数据清单
<<<<

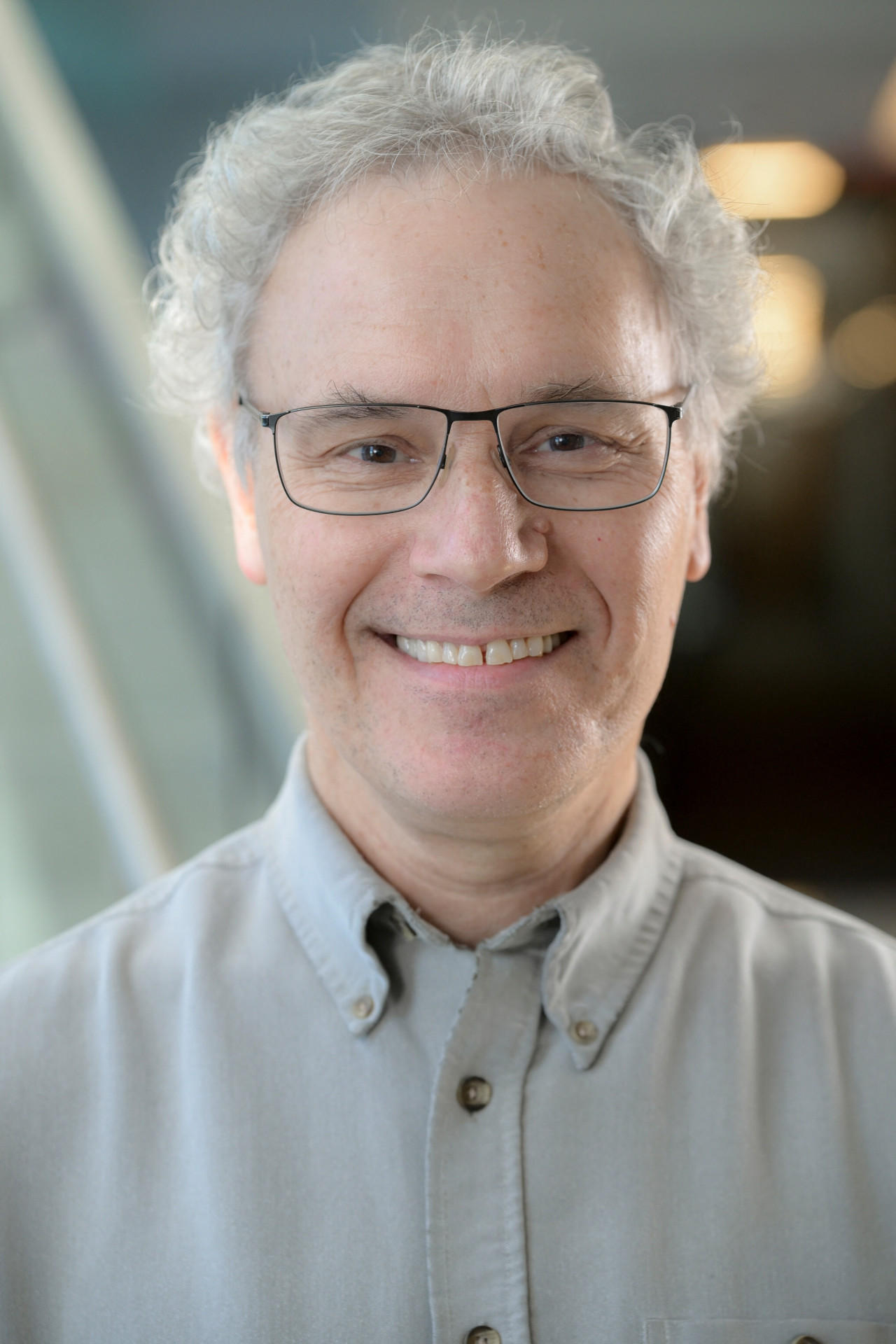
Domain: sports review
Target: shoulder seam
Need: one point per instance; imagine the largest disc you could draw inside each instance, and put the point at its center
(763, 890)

>>>>
<<<<

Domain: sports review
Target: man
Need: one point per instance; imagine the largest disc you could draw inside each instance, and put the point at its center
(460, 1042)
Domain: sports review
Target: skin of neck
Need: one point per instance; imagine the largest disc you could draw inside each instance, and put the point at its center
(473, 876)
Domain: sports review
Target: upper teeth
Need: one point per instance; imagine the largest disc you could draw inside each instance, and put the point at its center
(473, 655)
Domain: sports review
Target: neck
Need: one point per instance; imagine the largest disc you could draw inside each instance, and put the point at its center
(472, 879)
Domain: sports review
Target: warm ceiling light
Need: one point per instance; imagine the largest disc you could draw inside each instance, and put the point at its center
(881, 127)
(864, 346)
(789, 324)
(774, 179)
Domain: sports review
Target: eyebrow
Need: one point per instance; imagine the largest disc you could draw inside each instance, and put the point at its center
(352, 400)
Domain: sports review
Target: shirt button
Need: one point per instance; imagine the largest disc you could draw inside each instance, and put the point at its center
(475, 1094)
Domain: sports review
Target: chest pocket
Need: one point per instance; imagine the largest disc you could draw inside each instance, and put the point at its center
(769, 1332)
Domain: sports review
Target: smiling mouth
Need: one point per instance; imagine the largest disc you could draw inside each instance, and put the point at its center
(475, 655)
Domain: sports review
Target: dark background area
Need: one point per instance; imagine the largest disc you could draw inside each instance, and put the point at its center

>>>>
<<<<

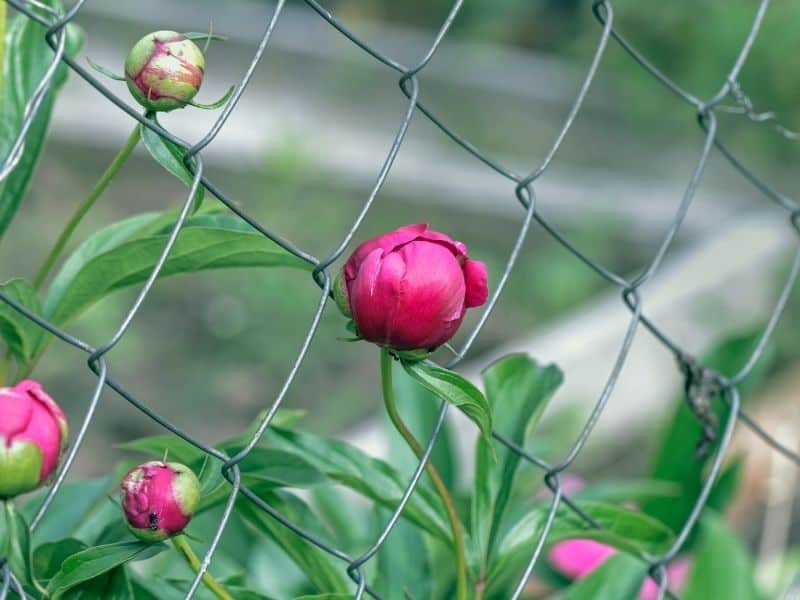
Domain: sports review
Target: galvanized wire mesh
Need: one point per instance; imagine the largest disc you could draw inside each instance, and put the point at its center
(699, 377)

>>>>

操作要求
列出上面记录中所有含有“Target”这个词的行，每行照原文抄写。

练习答案
Target: shoulder seam
Target: man
Target: skin of neck
Target: upper teeth
Target: neck
Target: warm ceiling light
Target: eyebrow
Target: shirt button
Target: chest pocket
Target: smiling mouth
Target: dark background area
Target: galvanized wire mesh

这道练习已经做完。